■ **What needs to be done**: Could you print the records below, reproducing every line without any change?

(Pointing dataset records)
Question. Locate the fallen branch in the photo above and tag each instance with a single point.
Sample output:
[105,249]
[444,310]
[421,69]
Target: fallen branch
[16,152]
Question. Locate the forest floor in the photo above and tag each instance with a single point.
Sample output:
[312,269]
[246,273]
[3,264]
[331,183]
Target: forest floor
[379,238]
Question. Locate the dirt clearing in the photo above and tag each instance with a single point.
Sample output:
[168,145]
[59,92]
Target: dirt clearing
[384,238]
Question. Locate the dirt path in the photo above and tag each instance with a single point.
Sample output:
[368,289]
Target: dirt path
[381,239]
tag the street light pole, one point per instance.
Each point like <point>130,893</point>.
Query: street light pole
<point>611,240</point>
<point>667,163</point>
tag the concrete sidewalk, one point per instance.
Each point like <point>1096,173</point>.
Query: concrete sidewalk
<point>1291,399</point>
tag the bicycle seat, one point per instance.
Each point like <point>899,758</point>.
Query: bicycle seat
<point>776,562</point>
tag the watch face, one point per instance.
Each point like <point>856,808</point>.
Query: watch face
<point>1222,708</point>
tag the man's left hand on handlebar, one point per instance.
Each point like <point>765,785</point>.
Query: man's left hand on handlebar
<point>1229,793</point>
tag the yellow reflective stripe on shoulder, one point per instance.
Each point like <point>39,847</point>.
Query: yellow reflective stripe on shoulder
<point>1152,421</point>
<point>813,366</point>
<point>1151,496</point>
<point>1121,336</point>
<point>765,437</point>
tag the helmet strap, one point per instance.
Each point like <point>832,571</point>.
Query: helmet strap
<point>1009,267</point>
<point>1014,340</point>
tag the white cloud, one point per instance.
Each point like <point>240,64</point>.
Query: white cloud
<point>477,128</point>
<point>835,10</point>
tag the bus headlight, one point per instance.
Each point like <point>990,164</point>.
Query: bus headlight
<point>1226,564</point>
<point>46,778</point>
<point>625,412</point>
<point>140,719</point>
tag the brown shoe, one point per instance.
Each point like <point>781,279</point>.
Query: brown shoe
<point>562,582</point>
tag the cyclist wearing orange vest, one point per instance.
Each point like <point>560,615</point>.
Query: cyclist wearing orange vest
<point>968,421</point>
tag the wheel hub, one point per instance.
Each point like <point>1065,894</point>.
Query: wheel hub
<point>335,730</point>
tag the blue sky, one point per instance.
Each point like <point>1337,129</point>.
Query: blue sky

■ **Answer in full**:
Question. Locate the fallen branch in the photo above and tag each instance with a single point.
Sample output:
[105,249]
[444,310]
[421,69]
Target: fallen branch
[16,152]
Question. Locate the forest floor in the photo above and tag each instance with a single point.
Sample output:
[312,269]
[246,273]
[3,264]
[331,183]
Target: forest floor
[379,238]
Question. Locate the dirt clearing in the photo above and tag each instance with a single point.
Sample output:
[168,145]
[59,92]
Target: dirt clearing
[384,238]
Question. Locate the dirt path in the photo above and tag each instance with a single point.
Sample output:
[368,289]
Target: dirt path
[381,239]
tag the street light pole, one point per instance.
Each point like <point>130,893</point>.
Query: street light pole
<point>611,240</point>
<point>667,163</point>
tag the concrete sidewalk, one point per instance.
Each point like <point>1096,173</point>.
Query: concrete sidewalk
<point>1291,399</point>
tag the bicycle seat, one point per instance.
Each point like <point>899,758</point>.
Query: bicycle seat
<point>776,562</point>
tag the watch face, one point per instance.
Each point like <point>856,808</point>.
Query: watch face
<point>1222,708</point>
tag the man's left hand on handlebar, one point per instance.
Each point like <point>765,785</point>.
Query: man's left hand on handlebar
<point>1229,793</point>
tag the yellow reflective stripe on shoulder, one point per instance.
Each point like <point>39,847</point>.
Query: yellow reflective stripe on shoulder
<point>1152,421</point>
<point>813,366</point>
<point>1151,496</point>
<point>1121,336</point>
<point>765,437</point>
tag the helmet strap, one point per instance.
Each point like <point>832,571</point>.
Query: helmet strap
<point>1009,267</point>
<point>1014,340</point>
tag the white cloud, one point per instance.
Each point like <point>240,64</point>.
Query: white cloud
<point>477,128</point>
<point>835,10</point>
tag the bus headlight, one point per instance.
Each point like <point>990,164</point>.
Query: bus headlight
<point>1226,564</point>
<point>46,778</point>
<point>625,412</point>
<point>140,719</point>
tag the brown shoe, one point per instance.
Each point like <point>781,279</point>.
Query: brown shoe
<point>562,582</point>
tag the cyclist wearing orange vest, one point per instance.
Each point like <point>560,615</point>.
Query: cyclist wearing orange vest
<point>968,421</point>
tag the wheel hub, one point per instance.
Each point like <point>1065,894</point>.
Query: wheel hub
<point>335,730</point>
tag the blue sky, one point per instance.
Each point like <point>1337,129</point>.
Query: blue sky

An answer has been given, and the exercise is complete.